List of tasks |
A – List every place name that appears in the forum thread about the planned Coral Bay marina.
B – Extend the forum thread about the planned Coral Bay marina by writing the next post after the last one shown.

Quoted passage |
──────────────────────────────
# Coral Bay Marina ?.



## Isaac Hunt (Aug 7, 2012)

Evening all,

I`ve read in a few different places that a new Marina is planned for Coral Bay. I was just wondering if anyone knows if this is definitely going ahead ?, or is it still in the early Planning stage ?, or anything else for that matter !!. :confused2:


----------



## Kalimera (Oct 19, 2011)

Isaac Hunt said:


> Evening all,
> 
> I`ve read in a few different places that a new Marina is planned for Coral Bay. I was just wondering if anyone knows if this is definitely going ahead ?, or is it still in the early Planning stage ?, or anything else for that matter !!. :confused2:


Doubt it! There was supposed to be a marina in Pissouri too!


----------



## Maricha (Jul 18, 2012)

Isaac Hunt said:


> Evening all,
> 
> I`ve read in a few different places that a new Marina is planned for Coral Bay. I was just wondering if anyone knows if this is definitely going ahead ?, or is it still in the early Planning stage ?, or anything else for that matter !!. :confused2:


I remember I saw the same news a few month ago - but I guess it has been delayed a few years...
It's not in Coral Bay but between Coral Bay and Kissonerga as I see it.
──────────────────────────────
Records supplied |
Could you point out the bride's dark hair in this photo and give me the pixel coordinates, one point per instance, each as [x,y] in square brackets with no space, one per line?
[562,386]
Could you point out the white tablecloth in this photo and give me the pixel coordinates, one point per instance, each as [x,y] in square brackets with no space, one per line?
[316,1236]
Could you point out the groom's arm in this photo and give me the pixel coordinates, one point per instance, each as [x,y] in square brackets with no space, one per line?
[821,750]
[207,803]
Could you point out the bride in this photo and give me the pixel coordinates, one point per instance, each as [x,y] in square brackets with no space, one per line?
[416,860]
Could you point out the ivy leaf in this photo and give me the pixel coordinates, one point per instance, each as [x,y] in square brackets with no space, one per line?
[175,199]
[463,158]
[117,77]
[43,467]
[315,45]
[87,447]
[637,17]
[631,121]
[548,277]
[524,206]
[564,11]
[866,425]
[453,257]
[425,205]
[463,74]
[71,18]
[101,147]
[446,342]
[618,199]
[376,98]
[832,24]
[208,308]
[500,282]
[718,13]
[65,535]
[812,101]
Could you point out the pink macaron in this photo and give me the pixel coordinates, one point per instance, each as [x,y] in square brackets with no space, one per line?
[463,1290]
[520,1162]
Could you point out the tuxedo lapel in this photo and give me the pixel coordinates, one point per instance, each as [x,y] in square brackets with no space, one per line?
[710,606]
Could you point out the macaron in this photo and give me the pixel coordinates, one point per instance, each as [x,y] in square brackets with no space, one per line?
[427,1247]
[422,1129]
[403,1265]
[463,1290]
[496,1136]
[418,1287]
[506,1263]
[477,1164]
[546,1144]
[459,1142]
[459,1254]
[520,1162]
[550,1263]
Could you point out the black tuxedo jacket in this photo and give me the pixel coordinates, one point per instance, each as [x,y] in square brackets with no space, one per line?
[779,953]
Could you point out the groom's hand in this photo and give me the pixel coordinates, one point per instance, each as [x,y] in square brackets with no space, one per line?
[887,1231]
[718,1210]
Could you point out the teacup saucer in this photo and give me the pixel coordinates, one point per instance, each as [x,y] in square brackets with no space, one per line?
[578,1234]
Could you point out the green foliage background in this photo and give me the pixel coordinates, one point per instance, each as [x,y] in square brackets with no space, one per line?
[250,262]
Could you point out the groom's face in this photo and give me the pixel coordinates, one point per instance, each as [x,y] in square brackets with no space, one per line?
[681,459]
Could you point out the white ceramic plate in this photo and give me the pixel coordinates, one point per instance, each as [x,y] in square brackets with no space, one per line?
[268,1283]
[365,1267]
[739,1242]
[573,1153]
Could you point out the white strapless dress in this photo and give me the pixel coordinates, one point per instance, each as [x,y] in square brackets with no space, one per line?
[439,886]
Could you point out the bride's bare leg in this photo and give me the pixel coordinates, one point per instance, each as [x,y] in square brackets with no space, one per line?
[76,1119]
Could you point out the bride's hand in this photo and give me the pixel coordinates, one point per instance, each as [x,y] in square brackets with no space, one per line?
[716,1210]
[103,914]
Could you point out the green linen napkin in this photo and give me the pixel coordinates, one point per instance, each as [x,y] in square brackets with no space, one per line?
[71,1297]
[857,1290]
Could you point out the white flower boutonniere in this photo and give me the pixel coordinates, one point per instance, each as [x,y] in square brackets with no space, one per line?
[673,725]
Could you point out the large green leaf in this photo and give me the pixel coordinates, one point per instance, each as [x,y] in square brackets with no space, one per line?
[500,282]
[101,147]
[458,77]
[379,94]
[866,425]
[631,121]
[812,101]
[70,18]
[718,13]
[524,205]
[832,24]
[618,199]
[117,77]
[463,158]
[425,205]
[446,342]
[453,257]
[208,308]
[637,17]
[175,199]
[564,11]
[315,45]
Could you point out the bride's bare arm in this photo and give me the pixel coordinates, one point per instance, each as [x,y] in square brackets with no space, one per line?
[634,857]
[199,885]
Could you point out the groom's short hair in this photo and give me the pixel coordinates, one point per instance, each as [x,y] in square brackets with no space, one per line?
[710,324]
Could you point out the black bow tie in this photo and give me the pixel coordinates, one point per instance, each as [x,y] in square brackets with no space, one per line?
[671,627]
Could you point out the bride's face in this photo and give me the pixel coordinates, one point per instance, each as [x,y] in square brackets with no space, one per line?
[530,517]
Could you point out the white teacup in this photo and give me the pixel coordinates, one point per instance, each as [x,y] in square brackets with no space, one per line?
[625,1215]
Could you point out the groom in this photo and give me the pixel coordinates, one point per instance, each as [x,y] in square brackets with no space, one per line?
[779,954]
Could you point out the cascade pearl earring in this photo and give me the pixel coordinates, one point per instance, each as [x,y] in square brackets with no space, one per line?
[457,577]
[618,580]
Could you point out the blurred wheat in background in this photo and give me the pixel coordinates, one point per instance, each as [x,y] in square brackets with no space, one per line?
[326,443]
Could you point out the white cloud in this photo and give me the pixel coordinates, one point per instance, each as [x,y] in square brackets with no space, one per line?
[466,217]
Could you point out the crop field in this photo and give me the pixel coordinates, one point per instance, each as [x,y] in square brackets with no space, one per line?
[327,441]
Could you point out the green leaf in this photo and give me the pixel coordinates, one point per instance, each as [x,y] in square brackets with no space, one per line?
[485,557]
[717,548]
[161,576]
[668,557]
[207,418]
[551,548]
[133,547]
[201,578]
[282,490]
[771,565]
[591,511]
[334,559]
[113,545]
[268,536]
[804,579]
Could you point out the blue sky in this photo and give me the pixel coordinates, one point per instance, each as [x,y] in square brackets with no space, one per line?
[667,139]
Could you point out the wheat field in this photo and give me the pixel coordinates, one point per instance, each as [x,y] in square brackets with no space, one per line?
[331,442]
──────────────────────────────
Answers to each task |
A – Coral Bay, Pissouri, Kissonerga

B –
Location | Paphos Marina


----------



## Veronica (Apr 5, 2008)

The location is Kissonerga Bay which is just before Coral Bay. We are constantly being told that construction will start soon but I personally don't think that anything will happen until the Limassol marina is complete. 
There has been a lot of fighting in court between several companies for the contract and this held things up in the first place and then with the economic crisis construction companies are putting major projects on hold until things improve. 
One of the companies which form the consortium for the Paphos marina is also involved in the Limassol marina so I would think that they will be reluctant to start another large project until that is complete.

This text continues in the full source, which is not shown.